**WHAT THE TASK ASKS:** Write out the passage on custody relocation after divorce word for word, from "By: Robert B." up to and including "in the MSA.".

**PAGE EXCERPT:**

════════════════

By: Robert B. Kornitzer, Esq. and Zachary Levy, Esq.
rkornitzer@pashmanstein.com and zlevy@pashmanstein.com

Physical custody of the children is often one of the most contentious issues that must be resolved during a divorce. The desire to be named the primary custodial parent is sometimes so great, unscrupulous litigants may negotiate the Marital Settlement Agreement (“MSA”) in bad faith and make false representations to the other parent in order to convince them to concede primary custody of the children. Along these same lines, a parent may only be willing to concede primary custody of the children under the condition that the other parent not relocate the children to a distant geographical location that makes regular visitation impracticable. Accordingly, a non-relocation clause will be included in the MSA.

Even if a non-relocation clause is included in the MSA, our courts realize that “life happens,” and the primary custodial parent may very well need to relocate with the children despite the agreement (i.e. they need to move to a different state for a new job). When an application to relocate by the primary custodian is made to the court, the court will generally permit the move to occur upon a showing by the primary custodial parent that: (1) there is a good faith reason for the move, and (2) the move will not be inimical to the child’s interest. Baures v. Lewis, 167 N.J. 116-17 (2001). However, if there is no good faith reason for the move, or if the non-relocation clause was not negotiated in good faith, the application must survive greater scrutiny, and the court must determine whether permitting the move would actually be in the child’s best interest (as opposed to simply not being inimical to the child’s interest). The former is a much easier showing for the primary custodial parent to make, and therefore there is a tremendous incentive to do whatever is necessary to be awarded primary custody of the children, and then just ask the court to permit the move later on, even if the parent secretly knew the relocation would be necessary and likely to occur all along during the negotiation of the MSA. This is exactly what happened in the recent unpublished case of Bisbing v. Bisbing.

In Bisbing, the Father agreed to let the Mother have primary custody of the children under the conditions that he have a great deal of regular visitation time with the children, and also that a non-relocation clause be included in the MSA – the Mother agreed to these conditions, and was granted primary custody of the children pursuant to the parties’ agreement. Just nine months after the Final Judgment of Divorce was issued, the Mother filed, and the court granted, a motion seeking to relocate the children to a far-away state so she could live with a man who would eventually become her new husband. Notwithstanding some very suspicious circumstances which would cause many to think the Mother planned on relocating all along, the trial court did not hold a plenary hearing[1] to determine whether the Mother negotiated the MSA in bad faith, and simply opted to apply the lenient analysis set forth in Baures.

════════════════

**EXTRACTED MATERIAL:**
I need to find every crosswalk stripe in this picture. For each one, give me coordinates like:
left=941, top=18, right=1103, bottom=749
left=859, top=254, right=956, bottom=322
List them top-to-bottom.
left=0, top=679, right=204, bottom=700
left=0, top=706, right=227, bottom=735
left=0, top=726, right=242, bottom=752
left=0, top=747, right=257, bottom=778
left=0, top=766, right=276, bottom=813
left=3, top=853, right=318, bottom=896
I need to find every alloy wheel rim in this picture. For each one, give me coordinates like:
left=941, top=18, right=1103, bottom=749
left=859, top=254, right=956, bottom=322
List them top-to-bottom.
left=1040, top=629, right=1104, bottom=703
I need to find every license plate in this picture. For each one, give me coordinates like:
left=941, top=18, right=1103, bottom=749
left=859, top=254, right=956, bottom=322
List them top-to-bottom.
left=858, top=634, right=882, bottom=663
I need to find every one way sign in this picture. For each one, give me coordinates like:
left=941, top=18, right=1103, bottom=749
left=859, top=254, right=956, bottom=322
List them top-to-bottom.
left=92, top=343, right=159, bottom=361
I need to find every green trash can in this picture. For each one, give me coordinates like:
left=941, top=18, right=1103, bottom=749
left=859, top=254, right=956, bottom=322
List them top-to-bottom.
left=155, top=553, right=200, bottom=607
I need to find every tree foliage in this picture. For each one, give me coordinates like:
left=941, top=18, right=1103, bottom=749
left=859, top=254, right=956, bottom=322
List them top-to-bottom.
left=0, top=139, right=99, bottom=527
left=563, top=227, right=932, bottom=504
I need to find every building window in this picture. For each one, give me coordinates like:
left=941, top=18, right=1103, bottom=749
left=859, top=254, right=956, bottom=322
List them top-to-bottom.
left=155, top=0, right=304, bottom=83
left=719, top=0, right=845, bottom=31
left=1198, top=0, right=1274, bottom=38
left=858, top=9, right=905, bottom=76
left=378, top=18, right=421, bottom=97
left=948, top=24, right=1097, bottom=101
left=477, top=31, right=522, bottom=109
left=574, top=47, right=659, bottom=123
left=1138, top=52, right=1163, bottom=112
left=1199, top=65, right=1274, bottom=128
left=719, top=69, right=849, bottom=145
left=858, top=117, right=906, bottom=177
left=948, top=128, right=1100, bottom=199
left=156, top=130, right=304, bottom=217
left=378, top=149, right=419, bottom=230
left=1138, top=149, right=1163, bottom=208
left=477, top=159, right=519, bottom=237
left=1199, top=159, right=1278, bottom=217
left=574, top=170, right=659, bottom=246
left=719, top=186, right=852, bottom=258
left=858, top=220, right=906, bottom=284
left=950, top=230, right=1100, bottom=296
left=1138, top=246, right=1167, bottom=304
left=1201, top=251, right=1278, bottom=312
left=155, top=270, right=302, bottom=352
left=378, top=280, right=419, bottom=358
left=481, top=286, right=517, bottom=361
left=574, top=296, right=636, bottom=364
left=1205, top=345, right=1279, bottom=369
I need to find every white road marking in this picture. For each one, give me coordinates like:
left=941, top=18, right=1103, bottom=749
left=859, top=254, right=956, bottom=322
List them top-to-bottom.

════════════════

**COMPLETE OUTPUT:**
By: Robert B. Kornitzer, Esq. and Zachary Levy, Esq.
rkornitzer@pashmanstein.com and zlevy@pashmanstein.com

Physical custody of the children is often one of the most contentious issues that must be resolved during a divorce. The desire to be named the primary custodial parent is sometimes so great, unscrupulous litigants may negotiate the Marital Settlement Agreement (“MSA”) in bad faith and make false representations to the other parent in order to convince them to concede primary custody of the children. Along these same lines, a parent may only be willing to concede primary custody of the children under the condition that the other parent not relocate the children to a distant geographical location that makes regular visitation impracticable. Accordingly, a non-relocation clause will be included in the MSA.